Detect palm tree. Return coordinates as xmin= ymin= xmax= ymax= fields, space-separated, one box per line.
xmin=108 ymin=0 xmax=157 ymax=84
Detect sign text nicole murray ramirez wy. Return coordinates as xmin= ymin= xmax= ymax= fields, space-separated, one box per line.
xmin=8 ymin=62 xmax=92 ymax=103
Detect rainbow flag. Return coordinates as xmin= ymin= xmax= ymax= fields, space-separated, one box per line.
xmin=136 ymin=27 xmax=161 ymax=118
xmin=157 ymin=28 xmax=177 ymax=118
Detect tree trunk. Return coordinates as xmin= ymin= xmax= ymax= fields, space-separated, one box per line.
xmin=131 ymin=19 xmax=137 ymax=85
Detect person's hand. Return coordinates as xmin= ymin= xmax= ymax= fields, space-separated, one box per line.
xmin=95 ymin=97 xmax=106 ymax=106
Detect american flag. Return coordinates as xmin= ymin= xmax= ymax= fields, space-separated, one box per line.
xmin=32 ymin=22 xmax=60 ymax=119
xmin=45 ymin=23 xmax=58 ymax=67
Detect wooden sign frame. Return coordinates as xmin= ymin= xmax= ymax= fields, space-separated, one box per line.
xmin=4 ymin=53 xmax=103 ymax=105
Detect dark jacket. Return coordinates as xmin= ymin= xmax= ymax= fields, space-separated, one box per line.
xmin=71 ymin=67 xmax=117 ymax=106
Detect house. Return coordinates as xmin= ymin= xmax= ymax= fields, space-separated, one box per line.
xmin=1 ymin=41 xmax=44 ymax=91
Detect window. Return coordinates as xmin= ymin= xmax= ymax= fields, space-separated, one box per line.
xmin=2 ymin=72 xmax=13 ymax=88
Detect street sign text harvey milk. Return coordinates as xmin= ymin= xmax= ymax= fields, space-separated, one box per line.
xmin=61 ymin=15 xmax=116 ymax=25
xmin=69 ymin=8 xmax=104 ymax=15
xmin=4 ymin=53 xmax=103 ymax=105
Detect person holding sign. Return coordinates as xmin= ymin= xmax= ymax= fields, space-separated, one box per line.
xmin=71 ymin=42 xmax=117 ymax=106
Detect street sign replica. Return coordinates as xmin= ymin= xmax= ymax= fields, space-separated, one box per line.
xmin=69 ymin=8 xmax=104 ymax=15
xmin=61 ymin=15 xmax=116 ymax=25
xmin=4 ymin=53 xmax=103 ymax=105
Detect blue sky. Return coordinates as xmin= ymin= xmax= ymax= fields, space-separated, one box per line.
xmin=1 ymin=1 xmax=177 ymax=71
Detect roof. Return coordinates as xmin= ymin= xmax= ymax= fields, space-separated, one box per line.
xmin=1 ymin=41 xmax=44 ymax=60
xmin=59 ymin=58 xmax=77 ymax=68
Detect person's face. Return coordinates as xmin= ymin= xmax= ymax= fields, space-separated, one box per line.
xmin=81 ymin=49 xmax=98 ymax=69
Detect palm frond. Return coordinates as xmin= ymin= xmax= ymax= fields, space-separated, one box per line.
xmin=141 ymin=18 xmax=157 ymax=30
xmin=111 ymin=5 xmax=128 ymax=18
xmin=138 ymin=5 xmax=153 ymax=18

+---+

REQUIREMENT: Return all of the data above unchanged, line for line and in the same order.

ANSWER FOR THE TASK:
Detect palm tree. Return coordinates as xmin= ymin= xmax= ymax= fields, space-separated, one box per line.
xmin=108 ymin=0 xmax=157 ymax=84
Detect sign text nicole murray ramirez wy. Return coordinates as xmin= ymin= xmax= ymax= fields, space-separated, one box per line.
xmin=8 ymin=62 xmax=92 ymax=103
Detect rainbow flag. Return coordinates as xmin= ymin= xmax= ymax= fields, space-separated, one box per line.
xmin=136 ymin=27 xmax=161 ymax=118
xmin=157 ymin=28 xmax=177 ymax=118
Detect tree trunk. Return coordinates as xmin= ymin= xmax= ymax= fields, space-separated, one box per line.
xmin=131 ymin=19 xmax=137 ymax=85
Detect person's hand. Return coordinates as xmin= ymin= xmax= ymax= fields, space-separated, one box per line.
xmin=95 ymin=97 xmax=106 ymax=106
Detect american flag. Return coordinates as xmin= ymin= xmax= ymax= fields, space-separated, one box per line.
xmin=32 ymin=22 xmax=60 ymax=119
xmin=45 ymin=23 xmax=58 ymax=67
Detect wooden sign frame. Return coordinates as xmin= ymin= xmax= ymax= fields, space-separated, one box per line.
xmin=4 ymin=53 xmax=103 ymax=105
Detect dark jacket. Return coordinates as xmin= ymin= xmax= ymax= fields, space-separated, one box per line.
xmin=71 ymin=67 xmax=117 ymax=106
Detect house. Return coordinates as xmin= ymin= xmax= ymax= fields, space-separated, one box per line.
xmin=1 ymin=41 xmax=44 ymax=91
Detect window. Return coordinates as xmin= ymin= xmax= ymax= fields, space-separated, one box per line.
xmin=2 ymin=72 xmax=13 ymax=88
Detect street sign text harvey milk. Return coordinates as xmin= ymin= xmax= ymax= fields, space-separated, one box per line.
xmin=61 ymin=15 xmax=116 ymax=25
xmin=69 ymin=8 xmax=104 ymax=15
xmin=4 ymin=53 xmax=103 ymax=105
Detect person holding sign. Return coordinates as xmin= ymin= xmax= ymax= fields, space-separated, one box per line.
xmin=71 ymin=42 xmax=117 ymax=106
Detect street sign replica. Return coordinates as xmin= ymin= xmax= ymax= fields, space-separated, one box per line.
xmin=69 ymin=8 xmax=104 ymax=15
xmin=61 ymin=15 xmax=116 ymax=25
xmin=4 ymin=53 xmax=103 ymax=105
Detect blue sky. Return coordinates as xmin= ymin= xmax= ymax= fields, space-separated, one box per line.
xmin=1 ymin=1 xmax=177 ymax=71
Detect roof. Return coordinates as xmin= ymin= xmax= ymax= fields, space-separated, one box per line.
xmin=1 ymin=41 xmax=44 ymax=60
xmin=59 ymin=58 xmax=77 ymax=68
Detect person's face. Return coordinates as xmin= ymin= xmax= ymax= fields, space-separated, one box per line.
xmin=81 ymin=49 xmax=98 ymax=69
Detect palm frond. Return coordinates as xmin= ymin= xmax= ymax= fields, space-separated, one box per line.
xmin=141 ymin=18 xmax=157 ymax=30
xmin=111 ymin=5 xmax=128 ymax=18
xmin=138 ymin=5 xmax=153 ymax=18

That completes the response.